# Task description
Return every row below unchanged, character for character.

___ Entries supplied

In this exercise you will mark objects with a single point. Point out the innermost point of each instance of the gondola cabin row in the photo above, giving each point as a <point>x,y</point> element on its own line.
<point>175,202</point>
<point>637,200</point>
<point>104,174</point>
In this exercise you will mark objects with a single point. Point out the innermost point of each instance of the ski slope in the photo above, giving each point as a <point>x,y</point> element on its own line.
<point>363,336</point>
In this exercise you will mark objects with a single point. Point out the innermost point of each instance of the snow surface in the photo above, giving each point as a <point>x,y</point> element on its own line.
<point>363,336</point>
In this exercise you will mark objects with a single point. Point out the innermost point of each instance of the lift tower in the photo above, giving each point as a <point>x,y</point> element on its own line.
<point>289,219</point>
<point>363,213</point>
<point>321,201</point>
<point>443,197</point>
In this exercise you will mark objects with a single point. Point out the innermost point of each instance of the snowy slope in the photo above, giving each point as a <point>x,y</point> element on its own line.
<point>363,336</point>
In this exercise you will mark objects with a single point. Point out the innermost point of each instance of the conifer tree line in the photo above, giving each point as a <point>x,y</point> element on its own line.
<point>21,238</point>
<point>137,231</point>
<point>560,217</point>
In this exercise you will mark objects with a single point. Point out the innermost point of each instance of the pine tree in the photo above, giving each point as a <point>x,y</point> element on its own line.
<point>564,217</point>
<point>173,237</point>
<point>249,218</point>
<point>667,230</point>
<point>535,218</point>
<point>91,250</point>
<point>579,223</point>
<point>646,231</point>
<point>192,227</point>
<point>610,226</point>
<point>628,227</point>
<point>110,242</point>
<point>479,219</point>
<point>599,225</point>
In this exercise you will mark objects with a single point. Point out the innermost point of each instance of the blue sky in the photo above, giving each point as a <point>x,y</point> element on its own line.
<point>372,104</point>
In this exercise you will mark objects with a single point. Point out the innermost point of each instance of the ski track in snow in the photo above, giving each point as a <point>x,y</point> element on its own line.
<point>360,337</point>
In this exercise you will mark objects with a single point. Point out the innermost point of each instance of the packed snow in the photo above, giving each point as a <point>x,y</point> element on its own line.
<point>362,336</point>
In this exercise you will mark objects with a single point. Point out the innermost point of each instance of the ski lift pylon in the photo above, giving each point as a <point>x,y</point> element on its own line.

______

# Response to this task
In this exercise you will mark objects with a single point. Point out the innermost point of each instance of the gondola cabin row in the photo above, giving each point as a <point>x,y</point> element on its own line.
<point>175,202</point>
<point>637,200</point>
<point>104,174</point>
In this exercise you will mark objects with a single point. Point out the innermost point of each instance of the ski slope in the photo above, giving each point as a <point>x,y</point> element on its own line.
<point>363,336</point>
In this exercise you will mark objects with a single point. Point out the innermost point of each instance of the snow surface in the photo above, giving each point as a <point>x,y</point> element on its own line.
<point>363,336</point>
In this exercise you will mark objects with a single point. Point out the innermost point of each instance of the lift tower in the photo above, giving each point as a <point>x,y</point> element on its own line.
<point>289,219</point>
<point>363,213</point>
<point>321,201</point>
<point>443,197</point>
In this exercise you will mark objects with a single point. Point out the innermost point of each instance of the snowy slope in the photo above, giving each point as a <point>x,y</point> element on its own line.
<point>363,336</point>
In this exercise you will mark objects with a single point. Point out the innermost point of each instance of the conifer tree line in the photo above, giving each point as a <point>x,y</point> element on its own line.
<point>21,238</point>
<point>137,231</point>
<point>560,217</point>
In this exercise you will mark objects with a single point. Point out the innermost point of each instance of the pine tree in the photo above, giving each point as a <point>x,y</point> element on its own line.
<point>564,217</point>
<point>173,237</point>
<point>249,218</point>
<point>667,230</point>
<point>535,218</point>
<point>91,250</point>
<point>579,223</point>
<point>646,231</point>
<point>192,227</point>
<point>610,226</point>
<point>628,227</point>
<point>110,242</point>
<point>479,219</point>
<point>599,225</point>
In this exercise you will mark objects with a single point. Point out the innermost point of each instance of the blue sky in the photo above, giving each point as a <point>x,y</point> element on its own line.
<point>372,104</point>
In this exercise you will mark objects with a single point. Point out the innermost point of each instance of the ski track in snow in the photo above, giving each point as a <point>x,y</point> element on its own line.
<point>360,337</point>
In this exercise you will mark objects with a single point. Point out the innermost point of each instance of the packed snow in the photo above, giving each point as a <point>x,y</point> element on its own line.
<point>362,336</point>
In this exercise you will mark objects with a single point. Point out the innermost point of each instance of the ski lift pylon in the photo above, giving each point as a <point>x,y</point> element on its own line.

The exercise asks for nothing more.